=== TASK ===
Copy each of the records below line for line, leaving out the pictures.

* start RECORDS SHOWN *

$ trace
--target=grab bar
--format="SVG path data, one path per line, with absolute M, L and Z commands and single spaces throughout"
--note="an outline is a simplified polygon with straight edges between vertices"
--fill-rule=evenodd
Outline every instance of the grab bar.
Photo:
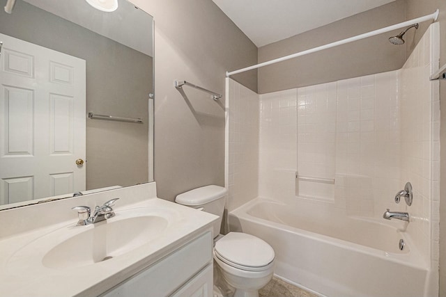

* end RECORDS SHOWN *

=== WRITTEN REPLY ===
$ trace
--target=grab bar
--format="SVG path data, one path per line, with absolute M, L and Z commands and single spaces throughout"
--note="an outline is a simplified polygon with straight edges between vertices"
--fill-rule=evenodd
Outline every instance of the grab bar.
Photo:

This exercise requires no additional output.